What is being asked —
Show each line of the records that contains the word "flag", copied in full. Case counts.

>> start Dataset

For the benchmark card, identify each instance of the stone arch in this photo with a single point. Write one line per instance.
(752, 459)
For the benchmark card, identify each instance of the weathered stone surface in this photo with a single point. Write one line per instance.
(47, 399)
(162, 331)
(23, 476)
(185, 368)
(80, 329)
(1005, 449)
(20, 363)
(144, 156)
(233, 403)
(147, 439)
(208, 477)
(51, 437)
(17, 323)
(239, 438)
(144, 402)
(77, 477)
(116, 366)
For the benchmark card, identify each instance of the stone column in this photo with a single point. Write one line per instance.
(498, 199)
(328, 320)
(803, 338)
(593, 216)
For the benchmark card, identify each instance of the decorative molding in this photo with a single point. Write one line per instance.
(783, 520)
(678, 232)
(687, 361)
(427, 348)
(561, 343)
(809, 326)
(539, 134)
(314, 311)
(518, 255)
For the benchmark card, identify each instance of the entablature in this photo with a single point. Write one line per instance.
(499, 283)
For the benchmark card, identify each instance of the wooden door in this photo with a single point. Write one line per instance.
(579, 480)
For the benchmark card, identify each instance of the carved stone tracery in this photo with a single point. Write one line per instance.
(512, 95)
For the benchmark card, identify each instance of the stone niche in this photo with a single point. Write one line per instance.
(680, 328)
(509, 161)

>> end Dataset
>> start Dataset

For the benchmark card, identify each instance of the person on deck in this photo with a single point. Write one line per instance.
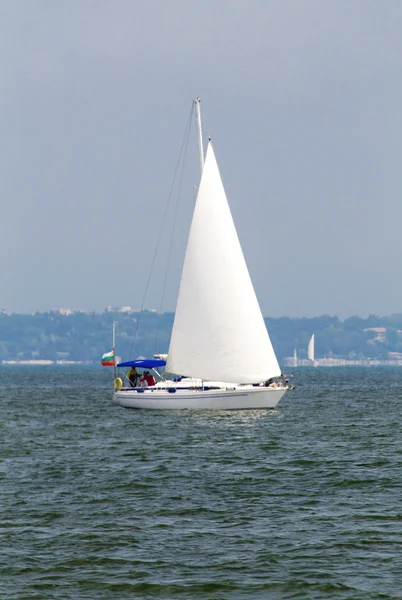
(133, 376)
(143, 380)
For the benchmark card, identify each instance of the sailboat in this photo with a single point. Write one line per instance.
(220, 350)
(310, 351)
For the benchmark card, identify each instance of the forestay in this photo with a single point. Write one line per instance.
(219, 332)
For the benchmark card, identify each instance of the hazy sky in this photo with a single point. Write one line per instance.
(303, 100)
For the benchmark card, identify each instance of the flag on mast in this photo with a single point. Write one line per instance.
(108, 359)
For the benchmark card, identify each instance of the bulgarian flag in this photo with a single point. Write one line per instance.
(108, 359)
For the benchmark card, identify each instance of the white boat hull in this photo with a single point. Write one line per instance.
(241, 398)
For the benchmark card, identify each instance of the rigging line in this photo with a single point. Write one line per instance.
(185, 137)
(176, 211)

>> end Dataset
>> start Dataset

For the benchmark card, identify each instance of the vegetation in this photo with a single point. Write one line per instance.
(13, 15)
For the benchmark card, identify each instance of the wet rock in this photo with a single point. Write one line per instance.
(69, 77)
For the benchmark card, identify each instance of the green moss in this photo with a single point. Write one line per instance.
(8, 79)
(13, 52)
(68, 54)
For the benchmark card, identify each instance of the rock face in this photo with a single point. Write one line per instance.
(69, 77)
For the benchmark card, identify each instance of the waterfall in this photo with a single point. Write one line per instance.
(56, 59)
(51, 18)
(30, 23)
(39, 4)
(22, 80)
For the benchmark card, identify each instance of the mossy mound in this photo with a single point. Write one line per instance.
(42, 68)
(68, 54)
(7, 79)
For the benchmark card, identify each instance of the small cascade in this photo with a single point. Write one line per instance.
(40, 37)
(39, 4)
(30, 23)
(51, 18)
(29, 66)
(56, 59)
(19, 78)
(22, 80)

>> end Dataset

Output of the task —
For the benchmark card, identify each instance of the flag on mast in this photo with a single point. Write one line per instance.
For the benchmark card, identify each instance of the bulgarian flag in this photo with a single point. Write one line per instance.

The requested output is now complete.